> _Stated task_
Please arrange every line of the records below as a Markdown table with the columns Row and Line, numbering the rows and skipping blank lines. Leave the pictures out of the table.

─── Records for the exercise

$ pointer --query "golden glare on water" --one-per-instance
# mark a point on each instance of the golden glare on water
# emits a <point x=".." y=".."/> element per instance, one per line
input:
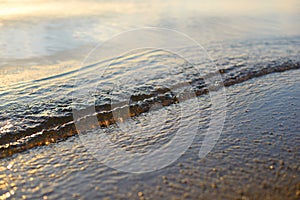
<point x="17" y="8"/>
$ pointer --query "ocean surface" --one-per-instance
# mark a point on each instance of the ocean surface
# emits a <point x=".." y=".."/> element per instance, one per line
<point x="253" y="47"/>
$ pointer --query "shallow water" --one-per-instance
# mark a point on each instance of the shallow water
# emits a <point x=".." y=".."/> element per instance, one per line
<point x="256" y="156"/>
<point x="254" y="47"/>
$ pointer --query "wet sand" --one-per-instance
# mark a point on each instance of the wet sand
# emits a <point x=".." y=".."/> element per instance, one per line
<point x="256" y="157"/>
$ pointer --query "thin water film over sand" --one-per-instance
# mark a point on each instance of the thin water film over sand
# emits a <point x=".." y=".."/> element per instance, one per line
<point x="253" y="48"/>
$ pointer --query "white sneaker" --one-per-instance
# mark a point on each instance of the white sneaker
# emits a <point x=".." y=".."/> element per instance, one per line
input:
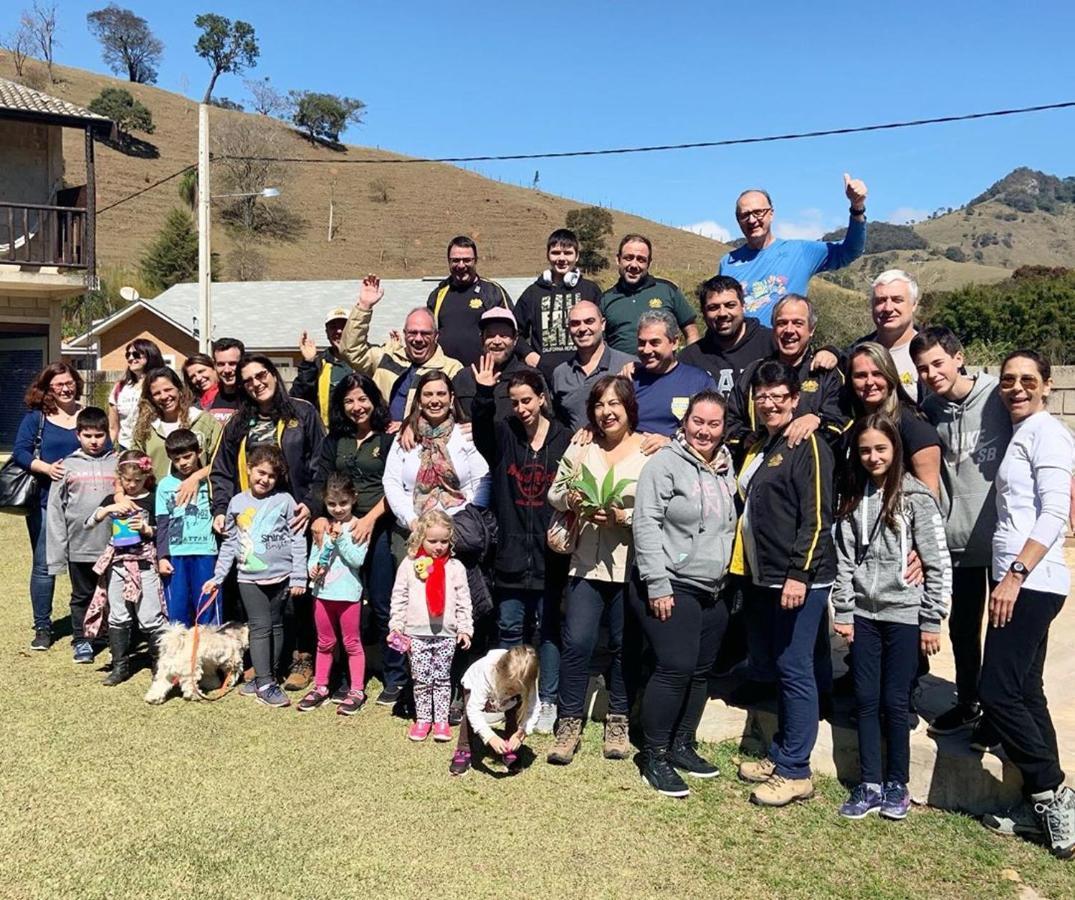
<point x="546" y="718"/>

──────

> _Final answer_
| Row | Line |
|---|---|
| 1 | $ pointer --query "golden glare on water" --one-per-instance |
| 2 | # mark a point on each instance of the golden glare on water |
| 3 | # emits a <point x=".." y=".."/> element per instance, one per line |
| 4 | input: |
| 5 | <point x="17" y="8"/> |
| 6 | $ pointer --query "ocean surface" --one-per-instance |
| 7 | # mark a point on each instance of the ocean surface |
| 8 | # emits a <point x=".." y=".."/> element per instance, one per line |
| 9 | <point x="253" y="47"/> |
| 10 | $ pointer --query "shallow water" --one-per-instance |
| 11 | # mark a point on each instance of the shallow water |
| 12 | # emits a <point x=".." y=".."/> element per instance, one per line |
| 13 | <point x="256" y="156"/> |
| 14 | <point x="254" y="47"/> |
| 15 | $ pointer --query "wet sand" --one-per-instance |
| 16 | # mark a point on each instance of the wet sand |
| 17 | # emits a <point x=".." y=".."/> element per instance, one per line |
| 18 | <point x="256" y="157"/> |
| 19 | $ pointer --query "thin water film over sand" --one-per-instance |
| 20 | # mark a point on each instance of the thin water film over sand |
| 21 | # emits a <point x=".." y=".."/> element per instance, one per line |
| 22 | <point x="253" y="48"/> |
| 23 | $ pointer --query "white sneaker" --one-per-instance |
| 24 | # mark a point on each instance of the white sneaker |
| 25 | # emits a <point x=".." y=".."/> element per instance, one per line |
| 26 | input: |
| 27 | <point x="546" y="718"/> |